### Tarefa obrigatória a
Enumere todas as linhas, apresentadas abaixo a seguir ao excerto, que contêm a cadeia «spatula», tendo em conta a distinção entre maiúsculas e minúsculas.

Em Setembro de 1964, José Afonso, Zélia e os filhos mais novos, chegam a Moçambique e assentam arraiais no Alto Maé. Aí fixam residência, só regressando a Portugal em 1967.
Em meados de 1965, Manuel Simões e Rui Mendes estavam a coordenar os conteúdos para a edição do livro Cantares de José Afonso e, por tal motivo, decidiram escrever ao Zeca a dar-lhe conta do trabalho que tinham em mãos.
Em resposta, o Zeca enviou-lhes de Moçambique 43 Notas sobre a génese das suas Canções, para serem incluídas no Livro.
*
Acima se transcreve a «Nota» de José Afonso sobre «Os Vampiros».






Manuel Simões

Prefácio à 1ª edição de Cantares de José Afonso

À MANEIRA DE PRÓLOGO

Do Choupal até à Lapa / Coimbra não tem sossego – eis dois versos do lirismo tradicional coimbrão que sintetizam, sem querer, uma situação inquieta ou a circunstância de uma cidade cheia de acidentes, submetida a uma torre brumosa, com o seu quê de inatingível, torre que está na origem da cisão entre dois mundos urbanos: um, com os seus rituais estranhos, os ritos e os mitos conjugando-se para a alienação dos jovens por meio do exotismo das grandes e pequenas cerimónias; outro, marchando com o seu tempo, procurando integrar-se ao nível das conquistas da técnica (até ao ponto que a sociedade lho consente). Daí esta nítida separação, o ar medieval da "Alta" estabelecendo fronteiras com o mundo exterior e com o qual só comunica por ligações artificiais, abstractas, sem raízes.

### Material fornecido
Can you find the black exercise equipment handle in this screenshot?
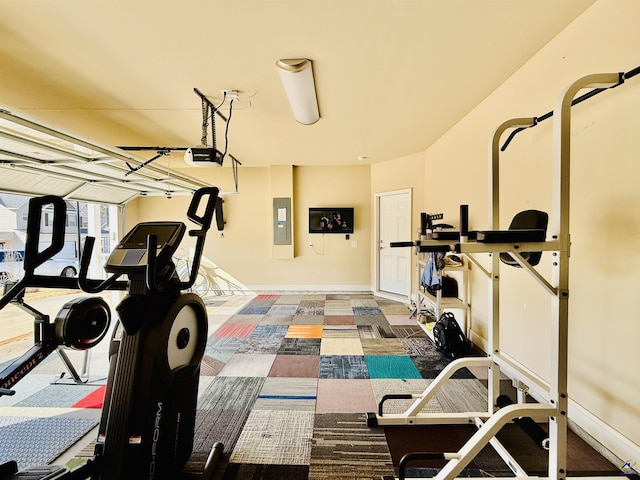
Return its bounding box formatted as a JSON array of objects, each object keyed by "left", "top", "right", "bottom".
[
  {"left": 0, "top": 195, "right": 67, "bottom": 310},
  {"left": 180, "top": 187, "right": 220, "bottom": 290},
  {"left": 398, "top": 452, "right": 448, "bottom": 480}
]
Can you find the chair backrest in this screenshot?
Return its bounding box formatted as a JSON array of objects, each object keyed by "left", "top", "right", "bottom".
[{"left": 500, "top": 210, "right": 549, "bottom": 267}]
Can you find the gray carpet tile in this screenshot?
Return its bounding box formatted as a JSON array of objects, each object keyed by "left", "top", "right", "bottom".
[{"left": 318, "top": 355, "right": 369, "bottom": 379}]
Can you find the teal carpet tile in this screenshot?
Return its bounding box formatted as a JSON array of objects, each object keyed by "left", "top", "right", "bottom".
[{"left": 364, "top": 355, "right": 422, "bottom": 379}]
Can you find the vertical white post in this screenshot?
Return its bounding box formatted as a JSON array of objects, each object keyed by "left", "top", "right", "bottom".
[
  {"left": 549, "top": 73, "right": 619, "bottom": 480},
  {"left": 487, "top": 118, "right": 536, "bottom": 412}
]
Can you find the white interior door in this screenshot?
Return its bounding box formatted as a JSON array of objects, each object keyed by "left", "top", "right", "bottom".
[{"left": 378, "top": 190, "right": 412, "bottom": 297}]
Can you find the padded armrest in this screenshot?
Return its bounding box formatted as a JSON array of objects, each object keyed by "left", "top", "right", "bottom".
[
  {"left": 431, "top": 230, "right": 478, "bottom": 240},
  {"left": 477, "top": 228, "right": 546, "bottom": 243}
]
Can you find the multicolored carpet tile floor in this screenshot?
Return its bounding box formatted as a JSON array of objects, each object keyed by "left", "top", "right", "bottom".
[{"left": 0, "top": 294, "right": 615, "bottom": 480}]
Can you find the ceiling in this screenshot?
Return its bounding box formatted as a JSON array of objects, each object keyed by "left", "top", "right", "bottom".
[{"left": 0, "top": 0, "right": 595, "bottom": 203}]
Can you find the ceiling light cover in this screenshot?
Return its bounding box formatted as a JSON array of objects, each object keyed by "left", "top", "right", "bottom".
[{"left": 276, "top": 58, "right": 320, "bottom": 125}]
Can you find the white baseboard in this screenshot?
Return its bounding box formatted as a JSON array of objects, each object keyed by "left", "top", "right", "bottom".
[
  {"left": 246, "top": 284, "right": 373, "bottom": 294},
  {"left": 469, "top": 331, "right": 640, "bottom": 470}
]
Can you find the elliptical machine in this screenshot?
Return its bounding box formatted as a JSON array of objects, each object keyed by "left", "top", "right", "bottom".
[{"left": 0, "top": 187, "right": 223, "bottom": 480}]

--

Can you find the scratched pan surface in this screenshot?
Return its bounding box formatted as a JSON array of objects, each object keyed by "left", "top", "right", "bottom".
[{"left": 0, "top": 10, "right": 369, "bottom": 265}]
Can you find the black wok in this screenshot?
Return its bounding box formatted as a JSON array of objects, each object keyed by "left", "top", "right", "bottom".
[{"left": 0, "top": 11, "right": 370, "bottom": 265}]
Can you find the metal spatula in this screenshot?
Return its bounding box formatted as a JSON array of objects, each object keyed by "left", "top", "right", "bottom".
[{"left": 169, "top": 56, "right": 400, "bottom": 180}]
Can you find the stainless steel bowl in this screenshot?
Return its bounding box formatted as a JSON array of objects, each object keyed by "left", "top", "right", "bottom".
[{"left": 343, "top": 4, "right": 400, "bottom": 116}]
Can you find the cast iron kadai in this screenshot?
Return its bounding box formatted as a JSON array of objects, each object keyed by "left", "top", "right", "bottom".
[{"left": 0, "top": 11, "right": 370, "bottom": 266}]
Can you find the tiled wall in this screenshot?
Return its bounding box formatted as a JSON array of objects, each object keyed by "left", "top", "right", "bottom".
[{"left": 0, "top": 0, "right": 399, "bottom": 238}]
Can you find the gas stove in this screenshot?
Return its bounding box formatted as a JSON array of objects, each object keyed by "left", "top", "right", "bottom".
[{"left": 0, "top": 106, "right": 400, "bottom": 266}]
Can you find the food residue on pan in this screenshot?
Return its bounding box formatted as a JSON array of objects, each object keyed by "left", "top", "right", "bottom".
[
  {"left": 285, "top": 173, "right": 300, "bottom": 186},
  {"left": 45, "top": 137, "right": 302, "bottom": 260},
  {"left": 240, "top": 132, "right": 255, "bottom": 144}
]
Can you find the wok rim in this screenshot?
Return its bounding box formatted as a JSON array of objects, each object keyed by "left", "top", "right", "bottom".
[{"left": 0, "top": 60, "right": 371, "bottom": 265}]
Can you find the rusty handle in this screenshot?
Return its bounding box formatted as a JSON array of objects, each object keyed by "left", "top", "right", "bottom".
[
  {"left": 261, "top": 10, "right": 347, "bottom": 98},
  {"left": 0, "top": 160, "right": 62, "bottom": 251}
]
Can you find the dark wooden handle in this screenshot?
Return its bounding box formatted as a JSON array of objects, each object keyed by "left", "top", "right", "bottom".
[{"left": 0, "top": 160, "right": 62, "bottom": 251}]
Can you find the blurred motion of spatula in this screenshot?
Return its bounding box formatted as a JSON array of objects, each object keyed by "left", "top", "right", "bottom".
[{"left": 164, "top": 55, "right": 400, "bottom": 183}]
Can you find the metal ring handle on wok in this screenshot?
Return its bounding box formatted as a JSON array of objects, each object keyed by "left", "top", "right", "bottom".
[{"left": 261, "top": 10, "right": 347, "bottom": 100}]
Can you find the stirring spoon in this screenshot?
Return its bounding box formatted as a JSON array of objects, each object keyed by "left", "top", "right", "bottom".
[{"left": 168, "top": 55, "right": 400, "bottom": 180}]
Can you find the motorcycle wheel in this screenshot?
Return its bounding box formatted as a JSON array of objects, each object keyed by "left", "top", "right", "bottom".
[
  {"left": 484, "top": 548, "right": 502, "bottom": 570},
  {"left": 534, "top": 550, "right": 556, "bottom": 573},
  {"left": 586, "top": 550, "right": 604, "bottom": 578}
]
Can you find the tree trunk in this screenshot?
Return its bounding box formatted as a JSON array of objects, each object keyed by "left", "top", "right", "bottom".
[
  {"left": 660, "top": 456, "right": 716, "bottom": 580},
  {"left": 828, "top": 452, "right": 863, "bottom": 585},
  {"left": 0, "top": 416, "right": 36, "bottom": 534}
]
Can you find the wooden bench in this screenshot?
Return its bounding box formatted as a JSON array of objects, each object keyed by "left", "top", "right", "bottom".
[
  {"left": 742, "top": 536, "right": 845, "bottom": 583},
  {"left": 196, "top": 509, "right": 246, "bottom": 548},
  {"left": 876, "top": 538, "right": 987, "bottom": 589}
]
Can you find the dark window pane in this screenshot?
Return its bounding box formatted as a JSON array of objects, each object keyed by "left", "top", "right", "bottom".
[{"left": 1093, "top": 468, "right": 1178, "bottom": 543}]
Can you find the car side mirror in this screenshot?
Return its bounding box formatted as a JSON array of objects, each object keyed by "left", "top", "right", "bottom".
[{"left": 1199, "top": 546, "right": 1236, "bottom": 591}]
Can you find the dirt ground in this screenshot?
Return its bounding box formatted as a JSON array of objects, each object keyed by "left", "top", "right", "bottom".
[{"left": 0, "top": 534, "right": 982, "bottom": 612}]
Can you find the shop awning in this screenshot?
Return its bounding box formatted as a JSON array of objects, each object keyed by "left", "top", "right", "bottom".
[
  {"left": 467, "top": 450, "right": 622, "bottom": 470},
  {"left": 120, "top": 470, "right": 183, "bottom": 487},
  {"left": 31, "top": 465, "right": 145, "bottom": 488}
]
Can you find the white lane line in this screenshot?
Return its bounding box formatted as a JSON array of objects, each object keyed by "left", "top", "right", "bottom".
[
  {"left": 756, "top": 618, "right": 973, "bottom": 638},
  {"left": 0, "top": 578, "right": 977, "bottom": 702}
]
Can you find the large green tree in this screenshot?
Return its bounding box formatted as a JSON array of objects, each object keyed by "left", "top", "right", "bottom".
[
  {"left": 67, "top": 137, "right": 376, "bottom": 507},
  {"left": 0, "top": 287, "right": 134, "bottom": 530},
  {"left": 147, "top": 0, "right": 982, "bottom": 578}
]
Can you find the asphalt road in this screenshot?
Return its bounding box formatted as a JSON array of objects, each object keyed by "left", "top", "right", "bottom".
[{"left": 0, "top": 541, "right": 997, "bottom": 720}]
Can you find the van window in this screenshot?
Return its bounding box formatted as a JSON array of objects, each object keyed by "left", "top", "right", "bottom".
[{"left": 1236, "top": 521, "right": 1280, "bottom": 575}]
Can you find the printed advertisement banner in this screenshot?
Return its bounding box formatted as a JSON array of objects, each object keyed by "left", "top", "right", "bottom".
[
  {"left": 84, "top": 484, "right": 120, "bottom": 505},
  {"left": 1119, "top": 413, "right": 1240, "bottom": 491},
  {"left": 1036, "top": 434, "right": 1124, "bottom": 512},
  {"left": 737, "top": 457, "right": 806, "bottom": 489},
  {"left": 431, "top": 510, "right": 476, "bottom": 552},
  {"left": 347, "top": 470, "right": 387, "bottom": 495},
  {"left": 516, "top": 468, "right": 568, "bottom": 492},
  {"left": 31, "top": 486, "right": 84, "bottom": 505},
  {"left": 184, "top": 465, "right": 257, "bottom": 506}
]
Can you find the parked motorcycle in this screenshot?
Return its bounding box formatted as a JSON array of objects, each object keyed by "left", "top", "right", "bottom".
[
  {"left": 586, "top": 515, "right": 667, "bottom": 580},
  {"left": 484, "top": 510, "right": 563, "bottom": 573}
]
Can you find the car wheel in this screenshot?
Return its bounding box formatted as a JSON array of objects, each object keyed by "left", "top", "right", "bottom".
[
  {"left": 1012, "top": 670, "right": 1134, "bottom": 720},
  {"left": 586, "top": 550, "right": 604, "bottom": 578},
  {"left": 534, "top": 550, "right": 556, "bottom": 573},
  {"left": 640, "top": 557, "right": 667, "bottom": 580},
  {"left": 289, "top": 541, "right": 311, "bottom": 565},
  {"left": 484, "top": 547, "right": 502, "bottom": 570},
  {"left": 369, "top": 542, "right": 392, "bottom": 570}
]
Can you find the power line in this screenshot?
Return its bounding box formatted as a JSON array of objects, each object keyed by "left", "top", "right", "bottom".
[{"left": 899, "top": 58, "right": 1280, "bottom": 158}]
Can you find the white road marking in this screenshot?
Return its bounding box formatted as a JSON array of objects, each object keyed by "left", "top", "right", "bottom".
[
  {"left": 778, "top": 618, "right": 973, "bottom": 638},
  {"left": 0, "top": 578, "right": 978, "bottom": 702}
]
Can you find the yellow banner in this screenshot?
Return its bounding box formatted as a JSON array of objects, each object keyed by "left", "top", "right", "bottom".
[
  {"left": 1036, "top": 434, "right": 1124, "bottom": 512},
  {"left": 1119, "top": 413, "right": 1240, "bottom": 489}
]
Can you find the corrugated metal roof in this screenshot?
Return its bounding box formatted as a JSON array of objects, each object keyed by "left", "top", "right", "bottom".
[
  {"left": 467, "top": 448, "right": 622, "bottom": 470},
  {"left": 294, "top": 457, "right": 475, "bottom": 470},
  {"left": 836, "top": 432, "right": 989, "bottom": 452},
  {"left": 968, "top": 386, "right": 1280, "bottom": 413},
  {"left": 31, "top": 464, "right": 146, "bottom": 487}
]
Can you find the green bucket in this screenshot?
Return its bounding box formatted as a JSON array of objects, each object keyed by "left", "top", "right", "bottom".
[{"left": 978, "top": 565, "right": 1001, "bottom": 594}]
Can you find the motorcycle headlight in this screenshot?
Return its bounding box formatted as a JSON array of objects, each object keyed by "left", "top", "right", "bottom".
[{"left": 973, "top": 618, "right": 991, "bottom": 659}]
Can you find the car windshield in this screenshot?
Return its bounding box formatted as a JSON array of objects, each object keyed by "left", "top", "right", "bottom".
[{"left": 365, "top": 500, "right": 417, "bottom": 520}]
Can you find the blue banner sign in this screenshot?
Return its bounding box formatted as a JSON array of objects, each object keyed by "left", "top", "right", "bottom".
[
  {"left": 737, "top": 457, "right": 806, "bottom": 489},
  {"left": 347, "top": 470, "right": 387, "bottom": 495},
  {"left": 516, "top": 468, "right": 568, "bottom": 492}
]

### Tarefa obrigatória b
Copie integralmente o excerto sobre José Afonso apresentado acima, sem qualquer alteração.

### Resposta completa a
Can you find the metal spatula in this screenshot?
Can you find the blurred motion of spatula in this screenshot?

### Resposta completa b
Em Setembro de 1964, José Afonso, Zélia e os filhos mais novos, chegam a Moçambique e assentam arraiais no Alto Maé. Aí fixam residência, só regressando a Portugal em 1967.
Em meados de 1965, Manuel Simões e Rui Mendes estavam a coordenar os conteúdos para a edição do livro Cantares de José Afonso e, por tal motivo, decidiram escrever ao Zeca a dar-lhe conta do trabalho que tinham em mãos.
Em resposta, o Zeca enviou-lhes de Moçambique 43 Notas sobre a génese das suas Canções, para serem incluídas no Livro.
*
Acima se transcreve a «Nota» de José Afonso sobre «Os Vampiros».






Manuel Simões

Prefácio à 1ª edição de Cantares de José Afonso

À MANEIRA DE PRÓLOGO

Do Choupal até à Lapa / Coimbra não tem sossego – eis dois versos do lirismo tradicional coimbrão que sintetizam, sem querer, uma situação inquieta ou a circunstância de uma cidade cheia de acidentes, submetida a uma torre brumosa, com o seu quê de inatingível, torre que está na origem da cisão entre dois mundos urbanos: um, com os seus rituais estranhos, os ritos e os mitos conjugando-se para a alienação dos jovens por meio do exotismo das grandes e pequenas cerimónias; outro, marchando com o seu tempo, procurando integrar-se ao nível das conquistas da técnica (até ao ponto que a sociedade lho consente). Daí esta nítida separação, o ar medieval da "Alta" estabelecendo fronteiras com o mundo exterior e com o qual só comunica por ligações artificiais, abstractas, sem raízes.